* _SEITENTEXT_
────────────────────
Vom »Anwalt ohne Leidenschaft« zum jüdischen Koch mit Leidenschaft: Im Rahmen eines Schüleraustausches Ende der 1980er Jahre entdeckt der gebürtige Kölner Tom Franz seine Faszination für das Judentum. Nach dem Jurastudium wandert er nach Tel Aviv aus und konvertiert zum Judentum. 2013 gewinnt Tom Franz die israelische TV-Kochshow »Masterchef«, in der er traditionelle deutsche mit koscherer Küche und modernen Kochtechniken kombiniert. Spätestens seitdem baut er – nicht nur kulinarisch – die Brücke zwischen Deutschland und Israel weiter aus. Im Gespräch mit Theresa Brüheim gibt er Einblick in die »New Israeli Cuisine«, die koschere Küche, die vegane Esskultur in Tel Aviv und vieles mehr.

Theresa Brüheim: Herr Franz, wenn Sie Israel, Ihre Wahlheimat, in einem Gericht beschreiben sollten, welches wäre das?

Tom Franz: Das ist nicht mehr so einfach zu beantworten. Heute muss man dafür kreativ sein. Israel ist eine große Fusion. Aber ich würde auf einen Teller legen: eine gegrillte Aubergine mit Tahini-Sauce und eingelegten Zitronen sowie etwas Knoblauch – aber daneben läge ein Schnitzel und es gäbe Püree dazu. Und wenn Kinder am Tisch sitzen, würde man noch Ketchup drauf machen.
────────────────────
* _AUFGABE A_
Gib aus dem Interview mit Tom Franz den Abschnitt von „Theresa Brüheim: Herr“ bis „Ketchup drauf machen.“ wortgetreu wieder.
* _AUFGABE B_
Führe das Interview mit Tom Franz bitte über seinen letzten Satz hinaus fort.
────────────────────
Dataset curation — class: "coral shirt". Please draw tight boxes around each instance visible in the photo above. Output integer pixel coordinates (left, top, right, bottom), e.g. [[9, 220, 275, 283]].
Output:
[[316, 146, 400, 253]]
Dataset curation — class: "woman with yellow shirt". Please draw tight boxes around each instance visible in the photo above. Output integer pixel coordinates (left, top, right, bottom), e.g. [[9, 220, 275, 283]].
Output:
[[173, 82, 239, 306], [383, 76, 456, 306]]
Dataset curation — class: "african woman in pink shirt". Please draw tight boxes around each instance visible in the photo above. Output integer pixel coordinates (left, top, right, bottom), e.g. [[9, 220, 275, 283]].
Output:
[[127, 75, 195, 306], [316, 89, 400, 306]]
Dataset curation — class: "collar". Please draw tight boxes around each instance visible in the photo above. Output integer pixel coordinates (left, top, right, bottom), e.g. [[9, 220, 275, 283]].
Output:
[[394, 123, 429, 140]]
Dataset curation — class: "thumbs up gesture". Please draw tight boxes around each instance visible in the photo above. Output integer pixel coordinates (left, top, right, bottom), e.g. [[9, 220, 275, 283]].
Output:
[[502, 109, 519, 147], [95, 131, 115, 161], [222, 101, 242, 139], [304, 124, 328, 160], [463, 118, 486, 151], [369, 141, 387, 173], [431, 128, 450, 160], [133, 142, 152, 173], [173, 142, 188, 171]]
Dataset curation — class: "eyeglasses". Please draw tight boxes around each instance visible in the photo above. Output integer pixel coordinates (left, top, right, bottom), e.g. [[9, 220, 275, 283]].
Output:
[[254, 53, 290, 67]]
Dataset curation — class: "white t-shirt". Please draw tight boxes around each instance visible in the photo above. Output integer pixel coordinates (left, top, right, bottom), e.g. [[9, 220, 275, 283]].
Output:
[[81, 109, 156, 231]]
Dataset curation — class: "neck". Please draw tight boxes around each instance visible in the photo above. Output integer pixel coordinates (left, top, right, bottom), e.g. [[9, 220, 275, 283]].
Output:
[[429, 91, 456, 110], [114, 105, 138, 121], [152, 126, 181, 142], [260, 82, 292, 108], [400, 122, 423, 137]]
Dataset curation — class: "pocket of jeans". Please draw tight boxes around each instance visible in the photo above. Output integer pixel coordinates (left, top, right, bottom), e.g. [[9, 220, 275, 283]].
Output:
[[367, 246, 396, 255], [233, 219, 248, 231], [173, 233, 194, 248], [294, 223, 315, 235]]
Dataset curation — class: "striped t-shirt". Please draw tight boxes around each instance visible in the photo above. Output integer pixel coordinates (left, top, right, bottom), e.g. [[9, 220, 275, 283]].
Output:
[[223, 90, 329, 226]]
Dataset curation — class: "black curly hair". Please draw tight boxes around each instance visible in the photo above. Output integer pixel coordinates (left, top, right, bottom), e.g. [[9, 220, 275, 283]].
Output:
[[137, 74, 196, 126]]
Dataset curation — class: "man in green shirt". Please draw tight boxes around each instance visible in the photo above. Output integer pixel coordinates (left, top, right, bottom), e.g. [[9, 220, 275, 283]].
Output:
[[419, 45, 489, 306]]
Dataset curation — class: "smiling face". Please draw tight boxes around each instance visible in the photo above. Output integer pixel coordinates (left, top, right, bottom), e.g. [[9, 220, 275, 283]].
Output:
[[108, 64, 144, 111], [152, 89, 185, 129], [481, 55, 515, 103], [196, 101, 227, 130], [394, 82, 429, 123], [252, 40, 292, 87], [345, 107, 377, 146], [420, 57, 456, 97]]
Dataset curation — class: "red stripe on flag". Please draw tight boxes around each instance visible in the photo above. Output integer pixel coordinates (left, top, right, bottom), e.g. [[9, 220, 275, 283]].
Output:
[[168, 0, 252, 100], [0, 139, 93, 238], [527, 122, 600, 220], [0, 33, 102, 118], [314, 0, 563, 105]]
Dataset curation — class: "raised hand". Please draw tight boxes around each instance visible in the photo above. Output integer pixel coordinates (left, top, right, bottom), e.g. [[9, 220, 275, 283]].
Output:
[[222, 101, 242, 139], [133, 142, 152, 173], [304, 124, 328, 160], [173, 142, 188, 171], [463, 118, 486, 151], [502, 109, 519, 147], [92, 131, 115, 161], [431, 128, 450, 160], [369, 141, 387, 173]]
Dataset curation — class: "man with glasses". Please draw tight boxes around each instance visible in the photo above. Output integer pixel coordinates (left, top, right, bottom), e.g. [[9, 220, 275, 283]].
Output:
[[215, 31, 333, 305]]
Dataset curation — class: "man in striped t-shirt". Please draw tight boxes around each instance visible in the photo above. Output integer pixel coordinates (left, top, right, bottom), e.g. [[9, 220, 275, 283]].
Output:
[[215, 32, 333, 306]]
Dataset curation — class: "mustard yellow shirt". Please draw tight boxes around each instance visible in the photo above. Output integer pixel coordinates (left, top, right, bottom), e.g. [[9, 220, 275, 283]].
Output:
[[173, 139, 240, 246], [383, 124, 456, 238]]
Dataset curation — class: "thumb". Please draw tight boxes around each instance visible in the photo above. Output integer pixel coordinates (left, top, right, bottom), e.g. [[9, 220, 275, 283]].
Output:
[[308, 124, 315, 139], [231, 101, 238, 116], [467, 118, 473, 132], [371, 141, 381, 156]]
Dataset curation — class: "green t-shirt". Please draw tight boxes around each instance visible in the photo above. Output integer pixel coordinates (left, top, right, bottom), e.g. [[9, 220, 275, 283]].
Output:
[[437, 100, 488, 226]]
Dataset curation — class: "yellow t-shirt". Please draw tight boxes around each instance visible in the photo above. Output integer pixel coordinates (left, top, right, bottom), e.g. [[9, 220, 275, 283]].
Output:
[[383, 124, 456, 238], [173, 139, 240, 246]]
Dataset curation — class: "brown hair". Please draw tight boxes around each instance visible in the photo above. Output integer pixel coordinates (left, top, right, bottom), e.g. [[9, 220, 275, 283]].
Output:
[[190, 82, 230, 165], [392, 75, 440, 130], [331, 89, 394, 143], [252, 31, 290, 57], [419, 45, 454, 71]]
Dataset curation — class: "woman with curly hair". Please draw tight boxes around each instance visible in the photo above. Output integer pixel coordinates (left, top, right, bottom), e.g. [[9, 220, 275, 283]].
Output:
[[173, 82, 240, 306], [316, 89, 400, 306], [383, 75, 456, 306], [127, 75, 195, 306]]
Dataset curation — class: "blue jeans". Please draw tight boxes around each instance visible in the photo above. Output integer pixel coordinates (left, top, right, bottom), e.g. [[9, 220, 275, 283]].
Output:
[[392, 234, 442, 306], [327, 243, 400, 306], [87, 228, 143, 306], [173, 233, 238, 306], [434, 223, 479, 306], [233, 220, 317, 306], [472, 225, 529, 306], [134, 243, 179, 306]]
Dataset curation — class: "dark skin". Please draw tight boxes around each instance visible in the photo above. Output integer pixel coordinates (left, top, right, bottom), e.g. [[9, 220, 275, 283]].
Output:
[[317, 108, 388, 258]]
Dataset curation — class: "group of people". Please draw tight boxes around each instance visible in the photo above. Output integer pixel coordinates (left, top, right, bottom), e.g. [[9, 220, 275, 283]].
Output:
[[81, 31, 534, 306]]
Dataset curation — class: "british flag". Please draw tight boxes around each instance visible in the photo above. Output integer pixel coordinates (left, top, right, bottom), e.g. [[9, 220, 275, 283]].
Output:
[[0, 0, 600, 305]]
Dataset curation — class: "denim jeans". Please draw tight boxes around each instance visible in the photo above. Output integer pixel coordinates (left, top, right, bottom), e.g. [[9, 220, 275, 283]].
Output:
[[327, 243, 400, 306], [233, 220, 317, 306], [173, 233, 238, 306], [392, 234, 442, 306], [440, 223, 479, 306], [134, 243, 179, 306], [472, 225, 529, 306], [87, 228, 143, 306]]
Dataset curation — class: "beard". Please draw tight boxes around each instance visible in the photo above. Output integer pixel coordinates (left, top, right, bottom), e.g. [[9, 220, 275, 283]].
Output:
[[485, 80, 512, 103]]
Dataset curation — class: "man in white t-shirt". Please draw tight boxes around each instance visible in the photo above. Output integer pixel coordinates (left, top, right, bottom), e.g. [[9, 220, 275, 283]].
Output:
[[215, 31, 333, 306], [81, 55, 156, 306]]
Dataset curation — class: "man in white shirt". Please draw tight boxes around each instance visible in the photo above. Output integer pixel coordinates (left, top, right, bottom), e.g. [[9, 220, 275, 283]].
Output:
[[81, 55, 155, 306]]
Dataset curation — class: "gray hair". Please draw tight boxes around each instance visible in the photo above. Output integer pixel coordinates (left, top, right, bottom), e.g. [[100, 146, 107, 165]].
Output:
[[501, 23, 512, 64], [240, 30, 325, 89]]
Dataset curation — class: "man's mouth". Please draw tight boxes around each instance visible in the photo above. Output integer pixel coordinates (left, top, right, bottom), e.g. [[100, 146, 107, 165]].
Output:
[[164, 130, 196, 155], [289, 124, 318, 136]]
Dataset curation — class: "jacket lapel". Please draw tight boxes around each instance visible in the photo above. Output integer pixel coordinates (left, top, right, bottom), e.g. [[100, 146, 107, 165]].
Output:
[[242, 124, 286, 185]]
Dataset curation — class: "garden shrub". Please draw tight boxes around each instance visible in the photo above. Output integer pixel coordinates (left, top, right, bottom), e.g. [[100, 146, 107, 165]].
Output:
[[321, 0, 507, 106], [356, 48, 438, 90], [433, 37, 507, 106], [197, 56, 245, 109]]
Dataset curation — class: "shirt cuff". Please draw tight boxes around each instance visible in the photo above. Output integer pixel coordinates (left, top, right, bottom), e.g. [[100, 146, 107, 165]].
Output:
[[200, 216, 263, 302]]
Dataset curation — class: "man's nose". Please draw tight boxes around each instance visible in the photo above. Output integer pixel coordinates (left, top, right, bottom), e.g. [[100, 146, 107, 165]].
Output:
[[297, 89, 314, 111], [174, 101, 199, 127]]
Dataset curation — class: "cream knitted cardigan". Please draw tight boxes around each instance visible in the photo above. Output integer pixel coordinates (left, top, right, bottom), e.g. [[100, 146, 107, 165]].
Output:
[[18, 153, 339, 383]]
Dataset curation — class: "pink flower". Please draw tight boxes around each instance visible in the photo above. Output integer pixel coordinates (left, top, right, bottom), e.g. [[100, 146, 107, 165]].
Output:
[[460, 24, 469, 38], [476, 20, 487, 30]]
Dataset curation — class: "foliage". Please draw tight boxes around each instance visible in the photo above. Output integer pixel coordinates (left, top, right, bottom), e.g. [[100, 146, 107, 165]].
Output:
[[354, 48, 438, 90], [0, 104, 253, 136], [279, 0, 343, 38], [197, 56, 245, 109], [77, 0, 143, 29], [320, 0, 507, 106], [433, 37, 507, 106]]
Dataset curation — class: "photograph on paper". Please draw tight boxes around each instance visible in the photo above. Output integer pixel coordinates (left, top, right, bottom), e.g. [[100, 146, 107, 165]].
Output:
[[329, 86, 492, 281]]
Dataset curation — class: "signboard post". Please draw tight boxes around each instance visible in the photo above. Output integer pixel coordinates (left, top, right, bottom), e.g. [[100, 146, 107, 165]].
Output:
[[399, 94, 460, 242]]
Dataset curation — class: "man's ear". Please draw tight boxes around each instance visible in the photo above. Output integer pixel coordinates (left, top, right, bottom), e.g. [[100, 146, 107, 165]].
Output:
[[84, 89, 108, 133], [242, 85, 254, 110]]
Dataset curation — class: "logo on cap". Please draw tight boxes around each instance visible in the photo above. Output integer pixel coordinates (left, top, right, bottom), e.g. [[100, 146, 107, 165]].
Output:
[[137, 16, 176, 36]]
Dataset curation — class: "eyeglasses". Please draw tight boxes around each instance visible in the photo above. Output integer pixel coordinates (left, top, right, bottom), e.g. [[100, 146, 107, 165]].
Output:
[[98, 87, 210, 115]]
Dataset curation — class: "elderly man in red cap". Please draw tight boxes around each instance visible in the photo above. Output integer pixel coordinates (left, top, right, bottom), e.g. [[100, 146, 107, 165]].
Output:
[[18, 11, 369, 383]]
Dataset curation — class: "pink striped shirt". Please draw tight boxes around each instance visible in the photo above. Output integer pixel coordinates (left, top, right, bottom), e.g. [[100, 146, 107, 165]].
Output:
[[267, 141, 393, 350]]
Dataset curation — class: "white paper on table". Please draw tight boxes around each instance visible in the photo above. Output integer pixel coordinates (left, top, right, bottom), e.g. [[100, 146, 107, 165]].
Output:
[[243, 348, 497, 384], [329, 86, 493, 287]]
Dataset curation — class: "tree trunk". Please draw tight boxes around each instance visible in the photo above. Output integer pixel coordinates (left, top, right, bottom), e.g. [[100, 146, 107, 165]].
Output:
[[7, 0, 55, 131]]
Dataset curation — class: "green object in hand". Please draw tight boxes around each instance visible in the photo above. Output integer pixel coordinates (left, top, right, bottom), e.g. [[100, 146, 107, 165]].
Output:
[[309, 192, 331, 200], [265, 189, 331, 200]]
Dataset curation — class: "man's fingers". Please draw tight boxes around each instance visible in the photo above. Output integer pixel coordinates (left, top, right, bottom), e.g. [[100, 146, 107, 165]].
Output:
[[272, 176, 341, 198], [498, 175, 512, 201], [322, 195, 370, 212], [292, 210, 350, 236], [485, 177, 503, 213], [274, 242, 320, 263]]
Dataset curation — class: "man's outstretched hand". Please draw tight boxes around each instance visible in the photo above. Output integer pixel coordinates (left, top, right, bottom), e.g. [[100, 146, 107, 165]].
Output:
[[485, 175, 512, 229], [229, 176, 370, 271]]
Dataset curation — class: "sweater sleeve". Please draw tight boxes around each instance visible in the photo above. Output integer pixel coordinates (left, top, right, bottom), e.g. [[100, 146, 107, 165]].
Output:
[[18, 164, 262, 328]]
────────────────────
* _ERGEBNIS A_
Theresa Brüheim: Herr Franz, wenn Sie Israel, Ihre Wahlheimat, in einem Gericht beschreiben sollten, welches wäre das?

Tom Franz: Das ist nicht mehr so einfach zu beantworten. Heute muss man dafür kreativ sein. Israel ist eine große Fusion. Aber ich würde auf einen Teller legen: eine gegrillte Aubergine mit Tahini-Sauce und eingelegten Zitronen sowie etwas Knoblauch – aber daneben läge ein Schnitzel und es gäbe Püree dazu. Und wenn Kinder am Tisch sitzen, würde man noch Ketchup drauf machen.

* _ERGEBNIS B_
Der Teller macht die kulinarische Vielfalt Israels deutlich. Die liegt auch darin begründet, dass Israel ein Einwanderungsland ist …

Genau, zudem spielt die Moderne mit rein. In Israel sind heute die meisten Restaurants Pizzerien – und nicht mehr Falafel-Buden. Die Internationalisierung hat Israel eingeholt. Das heißt aber nicht, dass Israel nicht seine eigene Esskultur hat. Diese kulinarische Vielfalt, die hier hingehört, würde man erst mal als israelisch bezeichnen – mit Ausnahme von Schnitzel und Pizza. Wobei ersteres auch eine israelische Note hat, denn es ist Hähnchenschnitzel. In Israel machen wir Schnitzel aus Hähnchenbrust. Das ist ganz wichtig und genial – ich empfehle es Ihnen.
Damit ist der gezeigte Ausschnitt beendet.